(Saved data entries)
----

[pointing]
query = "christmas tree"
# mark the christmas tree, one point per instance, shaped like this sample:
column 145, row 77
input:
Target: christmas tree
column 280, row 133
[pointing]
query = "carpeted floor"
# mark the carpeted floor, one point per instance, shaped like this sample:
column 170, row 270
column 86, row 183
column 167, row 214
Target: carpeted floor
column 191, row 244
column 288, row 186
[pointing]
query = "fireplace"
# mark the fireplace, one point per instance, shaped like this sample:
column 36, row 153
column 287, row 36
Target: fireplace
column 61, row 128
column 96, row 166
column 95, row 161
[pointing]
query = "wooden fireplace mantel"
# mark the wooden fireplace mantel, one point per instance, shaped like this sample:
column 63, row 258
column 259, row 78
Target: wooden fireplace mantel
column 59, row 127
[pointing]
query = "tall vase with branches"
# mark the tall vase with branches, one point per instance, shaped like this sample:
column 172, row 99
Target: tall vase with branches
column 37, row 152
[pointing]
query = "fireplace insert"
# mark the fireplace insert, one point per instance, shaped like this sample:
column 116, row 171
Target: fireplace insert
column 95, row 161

----

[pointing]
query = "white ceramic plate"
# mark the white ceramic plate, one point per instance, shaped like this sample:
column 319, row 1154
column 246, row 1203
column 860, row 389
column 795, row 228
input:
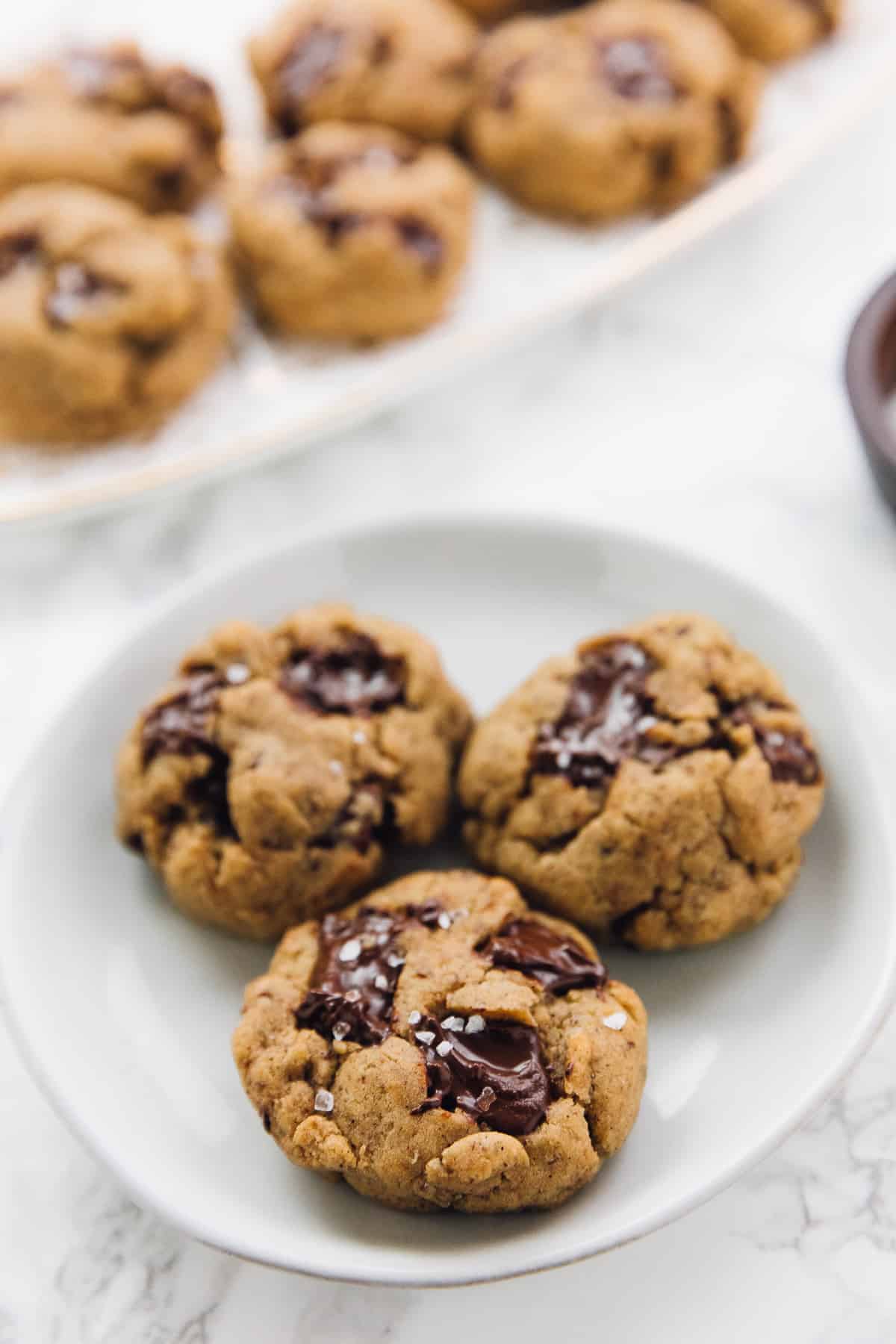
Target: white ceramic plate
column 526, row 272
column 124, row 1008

----

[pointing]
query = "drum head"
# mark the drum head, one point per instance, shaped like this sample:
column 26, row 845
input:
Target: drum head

----

#### Task details:
How many lines of the records above contain the string "christmas"? Matching is case-sensitive; reply with the number alone.

#### Full answer:
3